### What the task asks
Every line of the material must be written out again unchanged.
***** Records provided *****
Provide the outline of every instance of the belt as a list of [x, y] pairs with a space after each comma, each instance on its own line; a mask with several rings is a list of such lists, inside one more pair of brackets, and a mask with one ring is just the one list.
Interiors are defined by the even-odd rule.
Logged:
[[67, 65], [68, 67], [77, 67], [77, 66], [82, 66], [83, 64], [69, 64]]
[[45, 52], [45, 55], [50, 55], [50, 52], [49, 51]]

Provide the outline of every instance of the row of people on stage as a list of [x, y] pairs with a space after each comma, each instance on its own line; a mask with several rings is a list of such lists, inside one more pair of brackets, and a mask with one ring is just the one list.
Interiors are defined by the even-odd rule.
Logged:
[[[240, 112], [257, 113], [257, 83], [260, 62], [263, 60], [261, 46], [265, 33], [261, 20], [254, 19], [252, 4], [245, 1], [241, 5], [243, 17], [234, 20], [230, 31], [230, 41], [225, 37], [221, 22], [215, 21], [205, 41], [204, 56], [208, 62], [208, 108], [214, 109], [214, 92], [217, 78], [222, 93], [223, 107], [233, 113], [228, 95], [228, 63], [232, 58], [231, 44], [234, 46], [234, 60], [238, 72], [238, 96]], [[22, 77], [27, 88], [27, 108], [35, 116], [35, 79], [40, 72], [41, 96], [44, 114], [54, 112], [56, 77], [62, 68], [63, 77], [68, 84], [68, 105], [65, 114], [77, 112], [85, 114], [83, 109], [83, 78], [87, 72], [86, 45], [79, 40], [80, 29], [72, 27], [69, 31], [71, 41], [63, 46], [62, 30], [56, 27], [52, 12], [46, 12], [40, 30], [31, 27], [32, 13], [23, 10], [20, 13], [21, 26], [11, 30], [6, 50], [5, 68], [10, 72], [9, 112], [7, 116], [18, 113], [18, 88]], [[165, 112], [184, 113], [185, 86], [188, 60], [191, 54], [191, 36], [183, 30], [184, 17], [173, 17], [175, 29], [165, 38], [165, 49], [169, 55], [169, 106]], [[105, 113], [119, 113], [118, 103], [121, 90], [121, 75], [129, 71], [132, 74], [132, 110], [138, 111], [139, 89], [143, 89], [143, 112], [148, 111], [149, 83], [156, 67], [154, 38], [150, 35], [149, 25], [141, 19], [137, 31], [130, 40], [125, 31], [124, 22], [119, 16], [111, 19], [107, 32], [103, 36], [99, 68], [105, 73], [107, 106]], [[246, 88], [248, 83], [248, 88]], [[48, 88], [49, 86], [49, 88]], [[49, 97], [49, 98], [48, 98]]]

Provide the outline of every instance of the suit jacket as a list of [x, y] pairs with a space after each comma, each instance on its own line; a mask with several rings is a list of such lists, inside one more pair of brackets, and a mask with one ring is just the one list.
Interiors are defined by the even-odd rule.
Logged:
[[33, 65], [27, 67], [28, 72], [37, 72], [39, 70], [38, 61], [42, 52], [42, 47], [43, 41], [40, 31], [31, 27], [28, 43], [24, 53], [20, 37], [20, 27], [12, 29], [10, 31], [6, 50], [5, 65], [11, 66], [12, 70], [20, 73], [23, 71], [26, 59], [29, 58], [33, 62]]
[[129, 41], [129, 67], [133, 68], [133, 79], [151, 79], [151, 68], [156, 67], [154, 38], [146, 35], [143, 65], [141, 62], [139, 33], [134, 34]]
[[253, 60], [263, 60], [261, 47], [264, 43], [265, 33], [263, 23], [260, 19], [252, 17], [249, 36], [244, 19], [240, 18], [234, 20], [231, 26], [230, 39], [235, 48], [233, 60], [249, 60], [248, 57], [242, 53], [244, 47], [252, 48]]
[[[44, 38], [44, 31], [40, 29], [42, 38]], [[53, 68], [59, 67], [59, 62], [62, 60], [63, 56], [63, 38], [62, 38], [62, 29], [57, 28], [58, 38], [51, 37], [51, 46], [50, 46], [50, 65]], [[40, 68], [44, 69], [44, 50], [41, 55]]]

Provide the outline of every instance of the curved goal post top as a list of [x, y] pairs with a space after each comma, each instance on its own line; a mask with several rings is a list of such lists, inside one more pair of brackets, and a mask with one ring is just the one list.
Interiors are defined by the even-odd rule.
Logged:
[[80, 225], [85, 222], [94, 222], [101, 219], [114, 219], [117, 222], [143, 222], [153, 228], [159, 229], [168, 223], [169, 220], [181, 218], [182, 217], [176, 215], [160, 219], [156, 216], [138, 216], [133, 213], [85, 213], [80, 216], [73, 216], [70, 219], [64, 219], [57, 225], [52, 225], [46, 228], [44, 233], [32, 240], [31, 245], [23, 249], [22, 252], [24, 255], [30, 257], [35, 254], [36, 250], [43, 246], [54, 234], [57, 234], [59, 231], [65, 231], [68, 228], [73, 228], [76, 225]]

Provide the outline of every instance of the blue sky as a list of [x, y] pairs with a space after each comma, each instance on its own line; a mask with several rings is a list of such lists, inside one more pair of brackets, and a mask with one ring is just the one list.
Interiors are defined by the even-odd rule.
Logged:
*****
### Result of the task
Provide the outline of every instance of the belt as a list of [x, y] pairs with a space after each comma, each instance on its own line; a mask with several rings is a list of such lists, inside one more pair of brackets, and a mask with one ring is just the one list.
Interiors are defined by the even-odd rule.
Logged:
[[67, 65], [68, 67], [77, 67], [77, 66], [82, 66], [83, 64], [69, 64]]
[[45, 52], [45, 55], [50, 55], [50, 52], [49, 51]]

Provide the outline of every instance of the row of people on stage as a list of [x, y] pairs with a space after each comma, each instance on its own line; a mask with several rings is a list of such lists, inside one more pair of brackets, and a mask with one ring is just the one list.
Interiors are defined by the even-odd rule.
Logged:
[[[240, 112], [257, 113], [257, 83], [260, 62], [263, 60], [261, 46], [265, 33], [261, 20], [254, 19], [252, 4], [245, 1], [241, 5], [243, 17], [234, 20], [230, 31], [230, 41], [225, 37], [221, 22], [215, 21], [205, 41], [204, 56], [208, 62], [208, 108], [214, 109], [214, 92], [217, 78], [222, 93], [223, 107], [233, 113], [228, 95], [228, 63], [232, 58], [231, 44], [234, 46], [234, 60], [238, 72], [238, 96]], [[22, 77], [27, 88], [27, 108], [35, 116], [35, 79], [40, 72], [41, 96], [44, 114], [54, 112], [56, 77], [62, 68], [63, 77], [68, 84], [68, 105], [65, 114], [77, 112], [85, 114], [83, 109], [83, 78], [87, 72], [86, 45], [79, 40], [80, 29], [72, 27], [69, 31], [71, 41], [63, 46], [62, 30], [56, 27], [52, 12], [46, 12], [40, 30], [31, 27], [32, 13], [23, 10], [20, 13], [21, 26], [11, 30], [6, 50], [5, 68], [10, 72], [9, 112], [7, 116], [18, 113], [18, 88]], [[165, 112], [184, 113], [185, 86], [188, 60], [191, 54], [191, 36], [183, 30], [184, 17], [173, 17], [175, 29], [165, 38], [165, 49], [169, 55], [169, 106]], [[105, 113], [119, 113], [118, 103], [121, 90], [121, 75], [129, 71], [132, 74], [132, 110], [138, 111], [139, 89], [143, 89], [143, 112], [148, 111], [149, 83], [156, 67], [154, 38], [150, 35], [149, 25], [141, 19], [137, 31], [130, 40], [125, 31], [124, 22], [119, 16], [111, 19], [107, 32], [103, 36], [99, 68], [105, 73], [107, 106]], [[246, 88], [248, 83], [248, 88]], [[48, 88], [49, 86], [49, 88]], [[49, 97], [49, 98], [48, 98]]]

Provide the outline of every instance of the suit jacket as a list of [x, y] pairs with a space after each comma, each instance on its own line; a mask with several rings is a list of such lists, inside one more pair of brackets, and a mask with one ring is just the one list.
Interiors are defined by the even-odd rule.
Logged:
[[33, 65], [27, 67], [28, 72], [37, 72], [39, 70], [38, 61], [42, 52], [42, 47], [43, 41], [40, 31], [31, 27], [28, 43], [24, 53], [20, 37], [20, 27], [12, 29], [10, 31], [6, 50], [5, 65], [11, 66], [12, 70], [20, 73], [23, 71], [26, 59], [29, 58], [33, 62]]
[[129, 41], [129, 67], [133, 68], [133, 79], [151, 79], [151, 68], [156, 67], [154, 38], [146, 35], [143, 65], [141, 62], [139, 33], [134, 34]]
[[253, 60], [263, 60], [261, 47], [264, 43], [265, 33], [263, 23], [260, 19], [252, 17], [249, 36], [244, 19], [240, 18], [234, 20], [231, 26], [230, 39], [235, 48], [233, 60], [249, 60], [248, 57], [242, 53], [244, 47], [252, 48]]
[[[44, 38], [44, 31], [40, 29], [42, 38]], [[53, 68], [59, 67], [59, 62], [62, 60], [63, 56], [63, 38], [62, 38], [62, 29], [57, 28], [58, 38], [51, 37], [51, 46], [50, 46], [50, 65]], [[40, 68], [44, 69], [44, 50], [41, 55]]]

Provide the outline of every instance of the curved goal post top as a list of [x, y] pairs with a space after each comma, each instance on its own line; a mask with several rings is a list of such lists, inside one more pair of brackets, and a mask with one ring is just the one list.
Interiors are defined by the even-odd rule.
Logged:
[[80, 225], [85, 222], [94, 222], [101, 219], [114, 219], [117, 222], [143, 222], [153, 228], [159, 229], [168, 223], [169, 220], [181, 218], [182, 217], [176, 215], [160, 219], [156, 216], [138, 216], [133, 213], [85, 213], [80, 216], [73, 216], [70, 219], [64, 219], [57, 225], [52, 225], [46, 228], [44, 233], [32, 240], [31, 245], [23, 249], [22, 252], [24, 255], [30, 257], [35, 254], [36, 250], [43, 246], [54, 234], [57, 234], [59, 231], [65, 231], [68, 228], [73, 228], [76, 225]]

Provide the outline of every instance of the blue sky as a list of [x, y] pairs with a space after each comma, each instance on its own line; a mask with several rings is a list of such lists, inside one more pair of brackets, and a mask with one ring is just the one list.
Interiors are defined by the even-odd rule.
Logged:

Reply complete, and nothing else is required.